§ **GIVEN INSTRUCTION**: Reproduce word for word the full passage below about the Rupa community land trust and the Sunbelt mine.

§ **EXTRACTED TEXT**:
========================================

So in 2017, the three clans of Rupa sub-county joined their CLAs together to form the Rupa Community Development Trust (RUCODET), taking out the formal title to the land on behalf of 35,000 people.
Longoli and his KDF colleagues arranged training for the trust’s leaders in negotiation and other skills. No other community in Karamoja had organised on such a scale to take on mining companies.
The arrival of the Sunbelt mine would give RUCODET its first major test. Under Ugandan law, all minerals belong to the government. But landowners have “surface rights” to the land itself, which have often been trampled by mining companies.
Now, thanks to RUCODET, the Chinese investors would have to negotiate with the community. “It was tough,” says Logwee, the elder. “We had no experience before of that kind of thing.”
Sunbelt had strong backing from Operation Wealth Creation, a sprawling Ugandan military programme that started out giving seeds to farmers and was now helping build fruit factories, disburse credit and develop the minerals sector.
The programme is led by Salim Saleh, Ugandan President Yoweri Museveni’s ubiquitous brother, whom many consider the second-most powerful man in the country. He is a feared general with extensive business interests, who has been accused by UN experts of grabbing resources during the 1998-2003 Congo war – an allegation he has always denied.

========================================

Some records:
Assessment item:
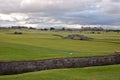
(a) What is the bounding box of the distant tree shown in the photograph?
[61,27,65,31]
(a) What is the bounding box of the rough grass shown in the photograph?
[0,30,120,60]
[0,30,120,80]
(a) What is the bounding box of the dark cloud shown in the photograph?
[0,0,120,26]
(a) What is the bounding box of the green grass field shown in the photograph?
[0,30,120,80]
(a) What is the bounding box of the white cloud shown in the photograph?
[0,0,120,27]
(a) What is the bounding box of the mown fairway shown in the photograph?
[0,30,120,80]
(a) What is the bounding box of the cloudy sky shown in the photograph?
[0,0,120,28]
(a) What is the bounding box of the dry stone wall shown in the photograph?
[0,54,120,75]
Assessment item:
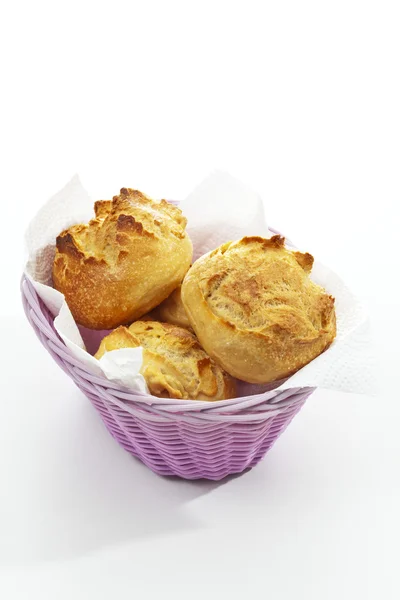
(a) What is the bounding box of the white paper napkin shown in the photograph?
[25,172,374,394]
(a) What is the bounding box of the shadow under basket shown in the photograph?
[21,277,314,480]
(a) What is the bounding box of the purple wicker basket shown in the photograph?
[21,277,314,480]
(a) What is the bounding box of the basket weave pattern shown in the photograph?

========================================

§ **FULL RESPONSE**:
So in 2017, the three clans of Rupa sub-county joined their CLAs together to form the Rupa Community Development Trust (RUCODET), taking out the formal title to the land on behalf of 35,000 people.
Longoli and his KDF colleagues arranged training for the trust’s leaders in negotiation and other skills. No other community in Karamoja had organised on such a scale to take on mining companies.
The arrival of the Sunbelt mine would give RUCODET its first major test. Under Ugandan law, all minerals belong to the government. But landowners have “surface rights” to the land itself, which have often been trampled by mining companies.
Now, thanks to RUCODET, the Chinese investors would have to negotiate with the community. “It was tough,” says Logwee, the elder. “We had no experience before of that kind of thing.”
Sunbelt had strong backing from Operation Wealth Creation, a sprawling Ugandan military programme that started out giving seeds to farmers and was now helping build fruit factories, disburse credit and develop the minerals sector.
The programme is led by Salim Saleh, Ugandan President Yoweri Museveni’s ubiquitous brother, whom many consider the second-most powerful man in the country. He is a feared general with extensive business interests, who has been accused by UN experts of grabbing resources during the 1998-2003 Congo war – an allegation he has always denied.